== Excerpted passage

Predicting the technological capacity of a society 500 years or more into the future is a brave act ― or should I say, foolhardy. If there were no other paths, we might be forgiven our hubris, but given that nuclear power plants are not even an economically attractive option (once cradle to grave costs, including security and decommissioning, are factored in) so why are we even talking about it?

The sad reality is that having nuclear facilities will require military level security, it will require exclusion zones, it will require active policing. The nuclear supply lines needs security from the mine to the − still imaginary − long term storage of waste.



Contrast this with wind farms. In most cases the land beneath the windmills is still available for grazing and other agricultural pursuits. There is negligible danger in walking around the towers - I have done so at a number of sites, and in general approval ratings are high ― see the CSIRO Report, for example.

Public acceptable for nuclear power plants is very different. Even people who support or promote nuclear power plants rarely volunteer to have them located near themselves and it is hard to imagine anyone wishing to locate one within an urban centre. Distributed solar power, which we already see blossoming on rooftops world-wide, causes no such concerns.

Let me quote from Renewable Energy for Urban Application in the APEC Region:
'Cities have a tremendous opportunity — some would say responsibility — to lead by example in conducting renewable energy projects in public buildings and city operations. This creates a market for the local renewable energy industry, encourages firms to locate in the city and creates good jobs in manufacturing, construction and maintenance. It also provides an environmentally sound, efficient and less expensive way of providing energy to government facilities.

====
== Provided material

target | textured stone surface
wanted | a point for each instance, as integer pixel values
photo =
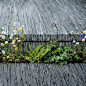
(39, 15)
(23, 74)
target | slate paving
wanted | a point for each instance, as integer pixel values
(38, 17)
(24, 74)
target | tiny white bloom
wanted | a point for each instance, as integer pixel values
(3, 32)
(22, 26)
(10, 37)
(14, 30)
(77, 43)
(76, 27)
(2, 44)
(84, 36)
(6, 42)
(11, 34)
(3, 51)
(3, 37)
(3, 28)
(14, 45)
(18, 40)
(83, 39)
(74, 41)
(84, 32)
(14, 40)
(7, 56)
(14, 23)
(15, 33)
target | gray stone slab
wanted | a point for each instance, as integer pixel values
(42, 74)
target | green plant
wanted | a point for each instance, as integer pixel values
(13, 54)
(61, 54)
(80, 50)
(35, 55)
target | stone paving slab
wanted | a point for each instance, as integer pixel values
(23, 74)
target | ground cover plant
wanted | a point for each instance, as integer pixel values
(51, 53)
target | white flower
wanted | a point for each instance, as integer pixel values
(14, 23)
(84, 36)
(7, 56)
(3, 28)
(77, 43)
(2, 44)
(18, 40)
(14, 45)
(3, 37)
(76, 27)
(74, 41)
(71, 32)
(22, 26)
(14, 40)
(14, 30)
(11, 34)
(10, 37)
(84, 32)
(83, 39)
(3, 32)
(3, 51)
(6, 42)
(15, 33)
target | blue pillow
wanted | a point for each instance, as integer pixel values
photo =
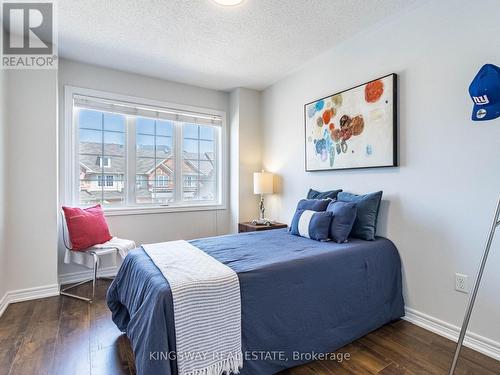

====

◆ Your instructions
Answer these questions about the passage on nuclear power and renewables:
1. In most cases, what can the land beneath the windmills still be used for?
2. Which report does the passage cite for the approval ratings of wind farms?
3. According to the quoted APEC text, in what fields does a local renewable energy industry create good jobs?

◆ Response box
1. Grazing and other agricultural pursuits.
2. The CSIRO Report.
3. Manufacturing, construction and maintenance.